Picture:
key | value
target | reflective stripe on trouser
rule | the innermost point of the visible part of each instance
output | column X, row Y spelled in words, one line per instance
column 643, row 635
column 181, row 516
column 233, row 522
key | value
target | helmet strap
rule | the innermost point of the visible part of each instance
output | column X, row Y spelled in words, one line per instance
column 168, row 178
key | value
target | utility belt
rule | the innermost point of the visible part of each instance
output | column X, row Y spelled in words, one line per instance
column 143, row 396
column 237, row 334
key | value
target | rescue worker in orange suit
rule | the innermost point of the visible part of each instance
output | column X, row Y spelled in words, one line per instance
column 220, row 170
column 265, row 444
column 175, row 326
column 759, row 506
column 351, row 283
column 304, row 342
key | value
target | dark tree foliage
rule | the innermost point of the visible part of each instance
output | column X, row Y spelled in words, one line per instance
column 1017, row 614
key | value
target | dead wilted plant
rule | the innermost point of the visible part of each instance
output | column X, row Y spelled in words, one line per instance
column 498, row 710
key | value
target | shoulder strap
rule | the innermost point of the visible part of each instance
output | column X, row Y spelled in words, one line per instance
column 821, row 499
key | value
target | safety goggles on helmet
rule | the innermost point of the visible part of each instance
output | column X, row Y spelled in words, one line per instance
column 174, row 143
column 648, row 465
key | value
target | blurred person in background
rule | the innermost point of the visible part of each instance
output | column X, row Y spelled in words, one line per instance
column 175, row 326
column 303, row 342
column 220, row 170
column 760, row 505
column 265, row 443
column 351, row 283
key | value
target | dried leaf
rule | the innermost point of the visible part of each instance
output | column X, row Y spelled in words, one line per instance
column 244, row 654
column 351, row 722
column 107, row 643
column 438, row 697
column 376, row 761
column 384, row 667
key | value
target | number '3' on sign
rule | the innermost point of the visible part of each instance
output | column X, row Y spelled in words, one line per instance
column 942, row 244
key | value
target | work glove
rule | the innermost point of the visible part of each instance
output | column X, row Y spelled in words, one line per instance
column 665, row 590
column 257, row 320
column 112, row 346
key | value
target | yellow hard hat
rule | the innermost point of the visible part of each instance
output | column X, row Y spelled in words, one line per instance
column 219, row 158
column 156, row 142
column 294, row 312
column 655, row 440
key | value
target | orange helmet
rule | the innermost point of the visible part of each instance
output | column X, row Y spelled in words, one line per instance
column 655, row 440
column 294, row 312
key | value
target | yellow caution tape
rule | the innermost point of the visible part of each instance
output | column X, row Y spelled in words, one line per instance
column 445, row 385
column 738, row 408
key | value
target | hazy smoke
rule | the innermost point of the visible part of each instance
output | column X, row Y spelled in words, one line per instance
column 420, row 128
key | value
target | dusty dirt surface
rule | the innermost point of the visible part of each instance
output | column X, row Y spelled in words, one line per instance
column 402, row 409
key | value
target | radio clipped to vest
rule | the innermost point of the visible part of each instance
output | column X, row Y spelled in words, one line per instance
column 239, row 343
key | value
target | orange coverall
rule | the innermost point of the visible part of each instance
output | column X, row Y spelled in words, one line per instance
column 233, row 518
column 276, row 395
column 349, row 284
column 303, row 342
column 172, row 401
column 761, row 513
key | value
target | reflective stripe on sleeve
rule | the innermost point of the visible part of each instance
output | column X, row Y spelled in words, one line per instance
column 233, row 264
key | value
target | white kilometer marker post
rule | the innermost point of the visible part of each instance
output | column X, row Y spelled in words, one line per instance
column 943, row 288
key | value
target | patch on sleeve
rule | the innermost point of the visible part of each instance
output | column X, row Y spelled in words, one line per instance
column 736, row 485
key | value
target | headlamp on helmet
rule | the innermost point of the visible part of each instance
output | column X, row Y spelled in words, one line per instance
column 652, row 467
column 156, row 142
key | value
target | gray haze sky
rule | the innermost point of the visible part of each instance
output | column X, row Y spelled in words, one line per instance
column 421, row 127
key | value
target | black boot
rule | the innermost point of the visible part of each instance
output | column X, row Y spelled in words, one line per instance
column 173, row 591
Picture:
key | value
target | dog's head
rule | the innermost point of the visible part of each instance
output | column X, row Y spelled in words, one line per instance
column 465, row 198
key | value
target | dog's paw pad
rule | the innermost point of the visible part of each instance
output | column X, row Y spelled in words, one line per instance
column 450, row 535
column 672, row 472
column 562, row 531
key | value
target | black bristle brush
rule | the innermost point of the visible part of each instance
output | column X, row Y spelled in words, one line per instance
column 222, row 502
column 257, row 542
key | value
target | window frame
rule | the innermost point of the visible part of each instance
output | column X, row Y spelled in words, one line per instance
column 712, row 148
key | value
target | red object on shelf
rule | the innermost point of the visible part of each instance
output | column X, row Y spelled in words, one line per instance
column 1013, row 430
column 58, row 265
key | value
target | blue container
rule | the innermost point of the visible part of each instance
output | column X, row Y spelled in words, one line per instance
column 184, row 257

..........

[Required work]
Locate every line in the items above that contains the word "helmet" and copy each of those lines.

[Solved problem]
target | helmet strap
target | safety goggles on helmet
target | orange helmet
target | headlamp on helmet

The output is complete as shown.